◆ Source document:
# Pollen patties?



## RonTgottagoat (Feb 27, 2014)

When I wS at the feed store yesterday I picked up two pollen/brood patties I am in south Louisiana. When should I put these on my hives? The golden rod is just starting to begin. Is now a good time or should I wait or just hold off entirely. will give my give a boost before winter? Never used em before but want to give em every possible shot to winter well


----------



## alleyyooper (Apr 22, 2005)

Didn't they come with instructions. Follow them if they did.
 I would install them in your hives when the night time temps are 40F or below, Day time high temps 70F or lower.

Other wise put them in your hives about January.

 Al


----------



## RonTgottagoat (Feb 27, 2014)

No instructions that I saw Thanks alley


----------



## alleyyooper (Apr 22, 2005)

Our climate is far different than yours. I bet there are few days in the winter when your bees do not fly during the day. We have few winter days they can fly, also the queen isn't laying heavy in the winter just a small bit starting mostly in January. There fore we do not put the pollen patties on till mid to late February as that is when the queen will start in laying like crazy to build up for spring. They need the pollen then to feed the larva to grow strong workers. We like to have our queens at peek laying by mid April just in time for the fruit tree blooming and shortly after the dandelions.

 Al


----------



## RonTgottagoat (Feb 27, 2014)

Yeah typically we have fairly mild winters, sometimes we see high teens in Late January early February but before that its in 30s and We even have Christmas where shorts are the attire Louisiana winter is more like fall in other areas


----------

◆ Task brief: Condense the paragraph in the forum thread that begins "Our climate is far different than yours" into a short bulleted list that keeps its main facts.

◆ Supplied material:
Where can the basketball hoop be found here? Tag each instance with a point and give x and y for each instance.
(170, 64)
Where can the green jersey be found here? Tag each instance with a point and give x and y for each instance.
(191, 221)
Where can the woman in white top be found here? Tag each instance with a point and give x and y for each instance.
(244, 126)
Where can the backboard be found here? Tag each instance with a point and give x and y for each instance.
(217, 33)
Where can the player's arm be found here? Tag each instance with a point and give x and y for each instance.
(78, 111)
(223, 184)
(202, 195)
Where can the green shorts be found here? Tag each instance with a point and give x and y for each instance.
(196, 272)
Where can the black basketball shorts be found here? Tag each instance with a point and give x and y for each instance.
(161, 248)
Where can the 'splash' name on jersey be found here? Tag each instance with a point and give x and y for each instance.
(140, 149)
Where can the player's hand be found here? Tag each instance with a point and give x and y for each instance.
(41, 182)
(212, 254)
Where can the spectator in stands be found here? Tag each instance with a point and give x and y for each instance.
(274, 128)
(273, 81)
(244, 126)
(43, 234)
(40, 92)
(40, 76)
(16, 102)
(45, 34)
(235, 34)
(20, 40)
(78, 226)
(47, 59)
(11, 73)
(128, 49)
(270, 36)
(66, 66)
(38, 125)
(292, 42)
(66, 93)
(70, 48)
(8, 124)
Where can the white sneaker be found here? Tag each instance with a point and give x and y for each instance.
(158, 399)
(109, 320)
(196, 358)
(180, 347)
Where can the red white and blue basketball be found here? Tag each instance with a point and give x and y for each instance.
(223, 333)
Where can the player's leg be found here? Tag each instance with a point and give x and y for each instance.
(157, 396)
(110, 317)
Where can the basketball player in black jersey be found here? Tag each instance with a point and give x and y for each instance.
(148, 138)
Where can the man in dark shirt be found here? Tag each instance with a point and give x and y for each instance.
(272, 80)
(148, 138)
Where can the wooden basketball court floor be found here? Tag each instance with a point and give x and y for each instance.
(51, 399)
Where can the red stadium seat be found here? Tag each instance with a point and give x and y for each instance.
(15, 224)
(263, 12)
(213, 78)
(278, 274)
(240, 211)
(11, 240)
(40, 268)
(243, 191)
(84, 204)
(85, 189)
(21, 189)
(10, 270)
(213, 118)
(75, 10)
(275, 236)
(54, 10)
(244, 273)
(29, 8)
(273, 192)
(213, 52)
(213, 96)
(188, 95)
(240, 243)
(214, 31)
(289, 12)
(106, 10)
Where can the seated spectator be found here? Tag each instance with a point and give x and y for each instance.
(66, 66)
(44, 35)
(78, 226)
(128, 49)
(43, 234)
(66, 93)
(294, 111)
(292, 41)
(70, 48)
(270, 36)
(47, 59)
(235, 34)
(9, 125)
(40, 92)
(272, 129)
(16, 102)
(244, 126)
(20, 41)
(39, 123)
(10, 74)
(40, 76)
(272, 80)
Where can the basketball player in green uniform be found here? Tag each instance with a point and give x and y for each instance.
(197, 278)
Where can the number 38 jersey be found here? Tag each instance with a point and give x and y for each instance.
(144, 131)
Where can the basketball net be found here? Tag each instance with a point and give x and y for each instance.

◆ Exercise answer:
- The climate differs from the other poster's, where bees probably fly on most winter days.
- Here, bees can fly on few winter days, and the queen lays only a little in winter, starting mostly in January.
- For that reason, pollen patties go on in mid to late February, when the queen begins laying heavily to build up for spring.
- The pollen is needed then to feed the larvae so they grow into strong workers.
- The goal is for queens to be laying at their height by mid April, in time for fruit tree bloom and shortly after the dandelions.